• Problem description
Count the lines in the data below that contain the string "feather", treating uppercase and lowercase as different, and give only that number.

• Recorded information
________________

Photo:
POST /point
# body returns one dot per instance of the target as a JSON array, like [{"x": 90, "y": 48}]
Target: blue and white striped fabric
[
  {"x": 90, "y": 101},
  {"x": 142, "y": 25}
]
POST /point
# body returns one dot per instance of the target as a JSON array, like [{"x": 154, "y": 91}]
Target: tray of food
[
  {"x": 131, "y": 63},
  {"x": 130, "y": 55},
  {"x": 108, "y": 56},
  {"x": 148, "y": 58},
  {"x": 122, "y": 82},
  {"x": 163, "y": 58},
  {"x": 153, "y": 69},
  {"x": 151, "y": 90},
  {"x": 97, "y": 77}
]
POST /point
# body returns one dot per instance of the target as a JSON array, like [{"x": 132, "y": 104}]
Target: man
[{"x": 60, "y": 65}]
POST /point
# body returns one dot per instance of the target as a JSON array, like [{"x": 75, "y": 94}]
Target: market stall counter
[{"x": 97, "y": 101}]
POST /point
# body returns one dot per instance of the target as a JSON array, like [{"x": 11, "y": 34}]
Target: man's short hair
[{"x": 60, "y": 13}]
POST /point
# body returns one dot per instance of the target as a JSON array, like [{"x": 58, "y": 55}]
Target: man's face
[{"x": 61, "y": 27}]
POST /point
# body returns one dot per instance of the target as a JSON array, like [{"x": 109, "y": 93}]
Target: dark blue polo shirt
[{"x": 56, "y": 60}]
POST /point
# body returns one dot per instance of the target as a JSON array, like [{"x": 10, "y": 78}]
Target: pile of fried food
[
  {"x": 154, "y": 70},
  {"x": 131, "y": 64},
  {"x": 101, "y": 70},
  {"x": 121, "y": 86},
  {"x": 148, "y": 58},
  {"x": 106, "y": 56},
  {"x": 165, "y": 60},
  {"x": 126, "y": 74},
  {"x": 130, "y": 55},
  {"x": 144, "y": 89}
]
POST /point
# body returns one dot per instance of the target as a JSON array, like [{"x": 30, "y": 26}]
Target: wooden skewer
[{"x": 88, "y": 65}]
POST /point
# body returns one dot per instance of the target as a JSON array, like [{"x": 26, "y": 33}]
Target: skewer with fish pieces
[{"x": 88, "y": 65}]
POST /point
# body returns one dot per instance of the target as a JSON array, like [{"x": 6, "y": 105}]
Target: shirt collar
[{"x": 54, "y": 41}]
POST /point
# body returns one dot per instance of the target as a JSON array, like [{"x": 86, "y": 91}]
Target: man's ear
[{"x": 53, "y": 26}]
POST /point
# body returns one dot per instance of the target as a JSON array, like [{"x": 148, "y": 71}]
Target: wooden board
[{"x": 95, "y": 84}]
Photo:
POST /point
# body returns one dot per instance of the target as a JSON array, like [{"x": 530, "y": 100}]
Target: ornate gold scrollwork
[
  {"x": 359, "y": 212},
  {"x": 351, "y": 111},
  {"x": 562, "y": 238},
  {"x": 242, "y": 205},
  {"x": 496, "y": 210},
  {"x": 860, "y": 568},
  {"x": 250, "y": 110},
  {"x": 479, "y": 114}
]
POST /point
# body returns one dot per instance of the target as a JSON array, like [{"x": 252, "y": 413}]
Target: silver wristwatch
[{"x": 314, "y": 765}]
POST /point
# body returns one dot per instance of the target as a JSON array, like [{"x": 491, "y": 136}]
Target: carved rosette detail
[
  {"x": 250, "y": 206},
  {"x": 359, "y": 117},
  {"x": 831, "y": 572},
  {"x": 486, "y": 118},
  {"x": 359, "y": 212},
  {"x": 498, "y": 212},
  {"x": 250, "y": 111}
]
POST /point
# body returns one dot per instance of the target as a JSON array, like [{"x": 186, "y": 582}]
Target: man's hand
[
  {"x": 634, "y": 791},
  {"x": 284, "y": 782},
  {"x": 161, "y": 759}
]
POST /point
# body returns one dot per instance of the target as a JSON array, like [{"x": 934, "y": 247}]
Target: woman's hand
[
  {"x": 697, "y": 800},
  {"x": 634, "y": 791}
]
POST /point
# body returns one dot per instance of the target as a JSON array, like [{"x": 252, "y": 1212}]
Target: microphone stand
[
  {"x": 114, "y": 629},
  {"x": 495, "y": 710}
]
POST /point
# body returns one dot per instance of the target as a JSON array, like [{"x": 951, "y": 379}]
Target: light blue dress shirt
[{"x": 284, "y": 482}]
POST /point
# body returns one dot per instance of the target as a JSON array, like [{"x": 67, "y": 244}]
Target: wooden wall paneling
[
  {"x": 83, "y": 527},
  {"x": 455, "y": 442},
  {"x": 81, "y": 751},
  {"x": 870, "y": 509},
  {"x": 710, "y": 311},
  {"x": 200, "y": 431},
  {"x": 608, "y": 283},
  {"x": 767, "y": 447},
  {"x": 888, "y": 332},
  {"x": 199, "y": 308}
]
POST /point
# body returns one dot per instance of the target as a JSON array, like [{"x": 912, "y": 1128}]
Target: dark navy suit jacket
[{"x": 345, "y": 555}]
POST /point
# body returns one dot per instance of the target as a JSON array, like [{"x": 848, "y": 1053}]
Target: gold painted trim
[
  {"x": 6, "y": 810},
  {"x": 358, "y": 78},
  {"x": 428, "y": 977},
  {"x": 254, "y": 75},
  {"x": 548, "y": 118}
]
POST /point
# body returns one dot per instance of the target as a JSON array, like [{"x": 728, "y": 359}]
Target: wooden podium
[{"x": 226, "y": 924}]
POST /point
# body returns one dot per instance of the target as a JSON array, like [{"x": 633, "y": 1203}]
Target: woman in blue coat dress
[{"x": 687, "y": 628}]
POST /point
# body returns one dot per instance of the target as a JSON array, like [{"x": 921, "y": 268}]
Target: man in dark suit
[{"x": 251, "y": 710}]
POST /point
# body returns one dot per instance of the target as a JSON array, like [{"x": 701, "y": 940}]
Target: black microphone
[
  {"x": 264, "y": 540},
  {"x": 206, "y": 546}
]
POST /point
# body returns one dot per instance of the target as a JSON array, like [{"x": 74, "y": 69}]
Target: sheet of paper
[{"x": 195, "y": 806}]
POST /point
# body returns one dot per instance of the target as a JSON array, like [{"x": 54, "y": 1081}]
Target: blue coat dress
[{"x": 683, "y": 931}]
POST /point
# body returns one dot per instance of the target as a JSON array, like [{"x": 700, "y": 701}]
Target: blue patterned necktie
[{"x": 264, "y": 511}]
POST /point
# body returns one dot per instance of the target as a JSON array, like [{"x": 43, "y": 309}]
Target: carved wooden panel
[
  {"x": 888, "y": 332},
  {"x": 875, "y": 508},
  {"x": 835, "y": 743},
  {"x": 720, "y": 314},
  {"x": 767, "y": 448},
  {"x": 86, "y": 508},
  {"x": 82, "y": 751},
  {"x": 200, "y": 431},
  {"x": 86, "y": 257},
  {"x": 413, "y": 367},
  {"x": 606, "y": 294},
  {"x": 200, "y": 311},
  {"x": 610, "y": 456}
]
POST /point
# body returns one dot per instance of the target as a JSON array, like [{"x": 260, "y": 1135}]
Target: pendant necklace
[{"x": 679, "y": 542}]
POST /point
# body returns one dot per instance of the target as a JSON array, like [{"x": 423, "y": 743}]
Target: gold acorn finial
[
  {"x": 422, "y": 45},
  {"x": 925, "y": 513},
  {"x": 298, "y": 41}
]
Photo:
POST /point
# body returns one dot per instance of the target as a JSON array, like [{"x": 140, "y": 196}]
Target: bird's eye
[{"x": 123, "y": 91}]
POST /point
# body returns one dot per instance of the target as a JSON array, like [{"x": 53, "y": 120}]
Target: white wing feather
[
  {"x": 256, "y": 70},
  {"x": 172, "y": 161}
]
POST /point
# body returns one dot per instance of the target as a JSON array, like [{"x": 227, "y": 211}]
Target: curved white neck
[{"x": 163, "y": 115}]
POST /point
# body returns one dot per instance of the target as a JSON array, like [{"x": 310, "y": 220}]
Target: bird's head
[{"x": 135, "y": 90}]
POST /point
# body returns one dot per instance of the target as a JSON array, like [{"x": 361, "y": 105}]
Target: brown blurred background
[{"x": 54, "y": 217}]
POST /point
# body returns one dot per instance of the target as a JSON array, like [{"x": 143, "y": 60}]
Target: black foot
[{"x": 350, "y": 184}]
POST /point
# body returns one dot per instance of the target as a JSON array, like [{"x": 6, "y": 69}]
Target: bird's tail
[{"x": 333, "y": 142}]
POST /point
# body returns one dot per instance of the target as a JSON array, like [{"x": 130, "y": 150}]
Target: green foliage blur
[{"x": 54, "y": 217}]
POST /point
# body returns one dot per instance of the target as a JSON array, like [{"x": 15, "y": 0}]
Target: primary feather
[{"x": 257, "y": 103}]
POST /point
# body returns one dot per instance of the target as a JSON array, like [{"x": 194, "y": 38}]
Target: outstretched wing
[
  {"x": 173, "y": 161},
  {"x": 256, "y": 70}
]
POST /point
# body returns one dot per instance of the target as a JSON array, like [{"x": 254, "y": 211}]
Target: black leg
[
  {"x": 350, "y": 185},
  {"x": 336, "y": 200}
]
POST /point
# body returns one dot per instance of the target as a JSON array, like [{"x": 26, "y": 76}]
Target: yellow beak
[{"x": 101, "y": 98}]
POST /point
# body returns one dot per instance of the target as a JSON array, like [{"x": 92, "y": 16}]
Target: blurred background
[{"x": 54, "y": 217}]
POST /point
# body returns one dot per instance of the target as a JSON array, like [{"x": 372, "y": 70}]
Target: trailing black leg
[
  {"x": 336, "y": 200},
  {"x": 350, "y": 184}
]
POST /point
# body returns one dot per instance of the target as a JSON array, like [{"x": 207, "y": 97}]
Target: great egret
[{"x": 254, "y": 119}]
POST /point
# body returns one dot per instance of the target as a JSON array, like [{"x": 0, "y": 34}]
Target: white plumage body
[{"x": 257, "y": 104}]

________________

• Response to the task
2